Please write out all the data exactly as shown.

• Records contained in a dataset:
------------------------------------------------------------------------
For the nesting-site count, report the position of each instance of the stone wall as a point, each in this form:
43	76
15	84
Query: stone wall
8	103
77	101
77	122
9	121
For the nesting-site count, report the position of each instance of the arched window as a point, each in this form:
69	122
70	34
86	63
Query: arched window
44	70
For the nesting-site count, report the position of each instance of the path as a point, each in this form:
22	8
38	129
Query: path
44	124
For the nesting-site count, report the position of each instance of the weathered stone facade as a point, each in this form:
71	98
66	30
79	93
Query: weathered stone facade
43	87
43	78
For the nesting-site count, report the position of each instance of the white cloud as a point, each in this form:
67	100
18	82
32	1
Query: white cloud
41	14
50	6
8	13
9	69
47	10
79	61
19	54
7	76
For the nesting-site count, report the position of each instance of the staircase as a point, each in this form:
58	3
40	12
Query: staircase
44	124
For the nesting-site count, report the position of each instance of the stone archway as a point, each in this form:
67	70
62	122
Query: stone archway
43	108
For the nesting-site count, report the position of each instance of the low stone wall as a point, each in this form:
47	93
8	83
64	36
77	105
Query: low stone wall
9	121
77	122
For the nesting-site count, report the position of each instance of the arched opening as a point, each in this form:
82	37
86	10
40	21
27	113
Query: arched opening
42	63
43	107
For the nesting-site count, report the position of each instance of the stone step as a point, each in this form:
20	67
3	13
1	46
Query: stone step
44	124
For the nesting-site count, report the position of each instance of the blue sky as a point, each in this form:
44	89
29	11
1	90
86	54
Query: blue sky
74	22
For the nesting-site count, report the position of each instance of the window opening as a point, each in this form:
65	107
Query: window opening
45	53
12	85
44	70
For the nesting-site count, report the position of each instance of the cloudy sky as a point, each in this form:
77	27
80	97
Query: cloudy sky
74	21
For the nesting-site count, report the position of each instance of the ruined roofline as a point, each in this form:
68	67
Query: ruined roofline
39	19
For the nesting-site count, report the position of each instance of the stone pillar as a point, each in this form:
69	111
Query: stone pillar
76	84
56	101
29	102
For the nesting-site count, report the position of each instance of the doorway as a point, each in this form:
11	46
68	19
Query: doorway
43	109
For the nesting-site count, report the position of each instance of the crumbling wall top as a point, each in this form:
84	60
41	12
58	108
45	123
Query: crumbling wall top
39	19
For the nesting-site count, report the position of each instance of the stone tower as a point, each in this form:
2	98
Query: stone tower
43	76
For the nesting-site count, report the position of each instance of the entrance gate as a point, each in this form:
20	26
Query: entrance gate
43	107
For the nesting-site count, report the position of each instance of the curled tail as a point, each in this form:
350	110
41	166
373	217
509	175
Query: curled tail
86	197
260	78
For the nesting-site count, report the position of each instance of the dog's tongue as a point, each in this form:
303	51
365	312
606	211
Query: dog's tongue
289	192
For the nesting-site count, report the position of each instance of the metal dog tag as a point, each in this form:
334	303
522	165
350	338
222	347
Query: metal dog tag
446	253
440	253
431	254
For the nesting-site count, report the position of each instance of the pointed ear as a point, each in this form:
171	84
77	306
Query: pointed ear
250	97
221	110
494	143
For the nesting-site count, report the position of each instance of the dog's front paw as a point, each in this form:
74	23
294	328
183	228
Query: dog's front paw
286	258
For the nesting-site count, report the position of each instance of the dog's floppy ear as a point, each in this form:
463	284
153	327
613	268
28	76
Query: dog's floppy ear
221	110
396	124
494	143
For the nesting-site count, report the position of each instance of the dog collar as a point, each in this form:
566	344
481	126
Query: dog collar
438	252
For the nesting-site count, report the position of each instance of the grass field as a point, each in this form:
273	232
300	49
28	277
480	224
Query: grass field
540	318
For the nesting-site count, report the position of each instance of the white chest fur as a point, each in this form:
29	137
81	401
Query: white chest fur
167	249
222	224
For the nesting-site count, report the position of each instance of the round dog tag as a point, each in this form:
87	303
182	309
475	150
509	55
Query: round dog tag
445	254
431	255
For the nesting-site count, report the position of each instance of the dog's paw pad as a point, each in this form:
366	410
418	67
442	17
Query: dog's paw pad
------------------------------------------------------------------------
• EXERCISE SOLUTION:
For the nesting-site count, report the position of each instance of the stone wall as a point, each in this form:
43	76
15	84
Query: stone wall
8	103
77	101
77	122
9	121
For the nesting-site count, report the position of each instance of the arched window as a point, each in this form:
69	122
70	34
86	63
Query: arched window
44	70
For the nesting-site count, report the position of each instance of the path as a point, each in this form:
22	8
38	129
Query: path
44	124
For the nesting-site count, report the position of each instance of the weathered stone facade as a point, each in this form:
71	98
66	30
79	93
Query: weathered stone facade
43	87
43	78
For the nesting-site count, report the position of each instance of the white cloud as a point, each in this form:
67	100
18	82
32	1
Query: white cloud
41	14
50	6
8	13
9	69
47	10
79	61
19	54
7	76
For the nesting-site count, report the position of each instance of the staircase as a point, each in this form:
58	3
40	12
Query: staircase
44	124
For the nesting-site count, report the position of each instance of the stone archway as a point, each in this form:
67	70
62	122
Query: stone archway
43	108
For the nesting-site count, report the position of each instance of the low stone wall as a point, each in this form:
47	93
8	83
64	36
77	105
Query: low stone wall
9	121
77	122
For the nesting-site count, report the position of each instance of the arched opening as a point, each in this form:
82	37
86	10
40	21
27	113
Query: arched opening
42	63
43	107
For the nesting-site count, report the position of each instance of the stone step as a point, each in this form:
20	67
3	13
1	46
Query: stone step
44	124
For the nesting-site count, report the position of each instance of the blue sky as a point, each in this form:
44	89
29	11
1	90
86	54
Query: blue sky
74	22
For the nesting-site count, report the position of each instance of the window opening as a point, each in this form:
65	107
Query: window opening
45	53
12	85
44	70
For the nesting-site count, report the position of each instance of the cloudy sky as a point, each in this form:
77	27
80	97
Query: cloudy sky
74	21
For the nesting-site count, report the position of each instance of the ruined roofline as a point, each in this form:
68	67
Query: ruined roofline
39	19
For the nesting-site count, report the position of each instance of the stone pillar as a point, each in this form:
69	111
Query: stone pillar
76	84
56	101
29	102
For the nesting-site count, report the position of each instance of the doorway as a point, each in this form:
11	46
68	19
Query: doorway
43	109
For the nesting-site count, report the position of each instance of the crumbling wall top as a point, each in this form:
84	60
41	12
58	108
45	123
Query: crumbling wall top
39	19
For the nesting-site count, report the position of each instance of the stone tower as a point, each in this form:
2	98
Query: stone tower
43	76
For the nesting-site count, report the position of each instance of the entrance gate as a point, each in this form:
20	26
Query: entrance gate
43	107
For the nesting-site count, report the position of each instance of the curled tail as a point, each in this form:
350	110
41	166
373	217
509	175
Query: curled tail
86	197
260	78
For the nesting-site count, report the position of each instance of the dog's tongue as a point, each in this form:
303	51
365	312
606	211
Query: dog's tongue
289	192
For the nesting-site count, report the position of each instance of the metal dog tag as a point, each in this form:
334	303
522	165
350	338
222	347
Query: metal dog tag
446	253
440	253
431	254
For the nesting-site count, report the position of each instance of the pointed ear as a point, each in this form:
171	84
77	306
Query: pointed ear
250	97
221	110
494	143
For the nesting-site count, report the position of each instance of the dog's front paw as a point, each in this form:
74	23
294	328
183	228
Query: dog's front paw
286	258
For the nesting-site count, report the position of each instance of the dog's floppy ear as a point, each in this form:
463	284
153	327
613	268
28	76
Query: dog's floppy ear
221	110
396	124
494	143
For the nesting-site count, report the position of each instance of the dog collar as a point, each in this form:
566	344
481	126
Query: dog collar
438	252
For the nesting-site count, report the position of each instance of the grass field as a point, each in this form:
273	232
300	49
28	277
480	224
Query: grass field
540	318
For the nesting-site count, report the position of each instance of the white chest fur as a point, each in this form:
29	137
81	401
Query: white chest fur
167	249
222	224
For the nesting-site count, report the position of each instance of the round dog tag as a point, each in this form:
87	303
182	309
475	150
509	55
Query: round dog tag
445	254
431	255
For the nesting-site count, report the position of each instance of the dog's paw pad as a point, each in this form:
366	410
418	67
442	17
Query: dog's paw pad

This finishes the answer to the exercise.